──────── 原文抜粋

1924年に開館した日仏会館は今年で100年を迎えました。それを記念し日本研究の蓄積を振り返り、また未来を展望する国際シンポジウム「フランスにおける40年の日本研究、これからは?」が11月15日と16日の二日間にわたり開催されました。
二日目の午後のセッション「人種差別と植民地主義を再考する」の中で、元ジュネーブ大学教授のピエール=フランソワ・スイリ氏が、山川菊栄の略歴と著作「人種的偏見・性的偏見・階級的偏見」(『雄弁』1924年6月号)について解説し、山川菊栄は、人種・性・階級の差別という三重の差別、インターセクショナリズムに理解を示していた稀有の女性と強調されました。山川菊栄のポートレイトが会場のスクリーンに大きく映し出されて、1924年にこのような女性がいたことは驚くべきことと最大限の賛辞で紹介されました。

────────────────
──────── 提供資料

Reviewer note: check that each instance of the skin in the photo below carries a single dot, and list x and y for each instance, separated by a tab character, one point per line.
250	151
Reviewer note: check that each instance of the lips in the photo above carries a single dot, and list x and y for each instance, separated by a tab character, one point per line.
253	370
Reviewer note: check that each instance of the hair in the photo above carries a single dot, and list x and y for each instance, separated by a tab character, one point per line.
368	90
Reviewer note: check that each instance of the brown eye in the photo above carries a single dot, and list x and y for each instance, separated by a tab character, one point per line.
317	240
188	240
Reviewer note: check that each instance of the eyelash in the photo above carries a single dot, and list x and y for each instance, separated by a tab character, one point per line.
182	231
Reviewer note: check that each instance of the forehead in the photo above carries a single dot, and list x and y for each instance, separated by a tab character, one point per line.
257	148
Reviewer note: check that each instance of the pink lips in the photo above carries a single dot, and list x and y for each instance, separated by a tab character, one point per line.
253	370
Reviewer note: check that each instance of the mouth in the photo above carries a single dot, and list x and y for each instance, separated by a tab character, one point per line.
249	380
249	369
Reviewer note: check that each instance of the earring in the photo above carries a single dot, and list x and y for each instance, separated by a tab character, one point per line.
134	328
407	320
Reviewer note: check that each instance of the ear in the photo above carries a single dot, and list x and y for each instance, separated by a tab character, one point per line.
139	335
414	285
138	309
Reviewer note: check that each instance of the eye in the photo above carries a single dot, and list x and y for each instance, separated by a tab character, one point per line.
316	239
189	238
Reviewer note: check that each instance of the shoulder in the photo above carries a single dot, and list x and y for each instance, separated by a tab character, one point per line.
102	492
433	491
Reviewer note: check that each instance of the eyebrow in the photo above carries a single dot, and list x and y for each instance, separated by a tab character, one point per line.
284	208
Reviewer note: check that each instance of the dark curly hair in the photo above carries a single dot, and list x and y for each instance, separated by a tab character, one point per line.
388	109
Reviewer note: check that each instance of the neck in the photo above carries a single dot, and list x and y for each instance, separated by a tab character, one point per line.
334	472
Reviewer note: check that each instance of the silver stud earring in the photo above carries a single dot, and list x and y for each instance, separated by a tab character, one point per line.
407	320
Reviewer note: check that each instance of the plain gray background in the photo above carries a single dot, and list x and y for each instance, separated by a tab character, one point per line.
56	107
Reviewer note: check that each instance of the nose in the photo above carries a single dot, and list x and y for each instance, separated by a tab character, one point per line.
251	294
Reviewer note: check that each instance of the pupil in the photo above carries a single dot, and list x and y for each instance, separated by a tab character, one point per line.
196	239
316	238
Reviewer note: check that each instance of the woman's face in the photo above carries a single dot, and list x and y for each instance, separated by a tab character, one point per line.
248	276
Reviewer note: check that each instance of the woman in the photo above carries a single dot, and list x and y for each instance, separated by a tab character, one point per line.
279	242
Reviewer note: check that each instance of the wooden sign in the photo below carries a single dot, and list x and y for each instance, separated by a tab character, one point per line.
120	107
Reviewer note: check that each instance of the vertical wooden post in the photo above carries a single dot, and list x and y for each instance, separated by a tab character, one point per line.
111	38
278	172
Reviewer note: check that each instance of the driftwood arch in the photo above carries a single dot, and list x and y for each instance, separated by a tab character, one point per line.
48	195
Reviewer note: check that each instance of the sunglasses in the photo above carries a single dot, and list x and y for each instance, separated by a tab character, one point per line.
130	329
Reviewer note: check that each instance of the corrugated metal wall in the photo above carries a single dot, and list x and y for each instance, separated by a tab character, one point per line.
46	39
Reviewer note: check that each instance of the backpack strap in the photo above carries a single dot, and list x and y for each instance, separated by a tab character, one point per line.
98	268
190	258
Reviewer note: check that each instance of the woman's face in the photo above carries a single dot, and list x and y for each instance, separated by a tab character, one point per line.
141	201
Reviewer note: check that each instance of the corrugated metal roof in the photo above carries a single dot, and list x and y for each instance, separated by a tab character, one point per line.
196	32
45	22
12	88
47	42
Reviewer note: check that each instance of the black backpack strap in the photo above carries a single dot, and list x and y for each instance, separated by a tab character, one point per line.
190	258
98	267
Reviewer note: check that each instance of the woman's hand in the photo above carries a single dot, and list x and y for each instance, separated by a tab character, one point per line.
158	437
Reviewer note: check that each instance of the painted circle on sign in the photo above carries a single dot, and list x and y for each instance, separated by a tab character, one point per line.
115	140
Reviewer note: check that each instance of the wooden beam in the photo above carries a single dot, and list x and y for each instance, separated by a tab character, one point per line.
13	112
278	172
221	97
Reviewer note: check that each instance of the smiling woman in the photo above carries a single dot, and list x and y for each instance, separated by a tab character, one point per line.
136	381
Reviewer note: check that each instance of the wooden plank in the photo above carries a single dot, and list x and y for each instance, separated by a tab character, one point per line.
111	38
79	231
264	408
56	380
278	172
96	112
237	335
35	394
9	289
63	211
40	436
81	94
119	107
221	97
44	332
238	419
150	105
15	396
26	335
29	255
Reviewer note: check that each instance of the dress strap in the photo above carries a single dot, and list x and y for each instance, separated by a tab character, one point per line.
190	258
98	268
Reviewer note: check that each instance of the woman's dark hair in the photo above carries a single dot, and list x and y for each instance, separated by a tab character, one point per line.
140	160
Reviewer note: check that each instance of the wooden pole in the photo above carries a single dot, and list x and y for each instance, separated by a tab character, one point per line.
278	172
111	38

────────────────

(作業内容):
1. 日仏会館の記事によると、スイリ氏が解説した山川菊栄の「人種的偏見・性的偏見・階級的偏見」は何という雑誌の何年何月号に載ったか。
2. 日仏会館の記事を二文で要約せよ。
3. 日仏会館の記事を、最後の文のあとから書き継いでください。

(作業の解答):
1. 『雄弁』1924年6月号です。

2. 1924年開館の日仏会館が100年を迎えたのを記念し、国際シンポジウム「フランスにおける40年の日本研究、これからは?」が11月15日と16日に開かれた。二日目午後のセッションでは、ピエール=フランソワ・スイリ氏が山川菊栄の略歴と著作を解説し、人種・性・階級の三重の差別に理解を示した稀有の女性として最大限の賛辞で紹介した。

3.
スイリ氏はフランス国立東洋言語文化研究院教授として1999年から日仏会館フランス学長を務めたころ、2001年専修大学での日仏学術シンポジウムに登壇され、その記録は『歴史におけるデモクラシーと集会』(専修大学出版局、2003年)としてまとめられています。日本の歴史研究書を多数著されていますが、ジュネーブ大学においてフランス語訳のアンソロジー『植民地時代の日本 1880 ~ 1930 年 相違の声』(Japon colonial 1880-1930, Les voix de la dissension, Paris, Les Belles-Lettres, 2014)を監修されました。
そのなかで、伊藤綾氏とコンスタンス・セレニ氏が、山川菊栄の二つの著作を訳しています。そのうちの一点が今回スイリ氏がとりあげた「人種的偏見・性的偏見・階級的偏見」(Préjugés de race, préjugés de sexe, préjugés de classes)であり、もう一点が「満州の銃声」(Coups de fusils en Mandchourie, 『婦人公論』11月号、1931年)です。お二人とも現在ジュネーヴ大学文学部東アジア学科で教鞭ととっておられます。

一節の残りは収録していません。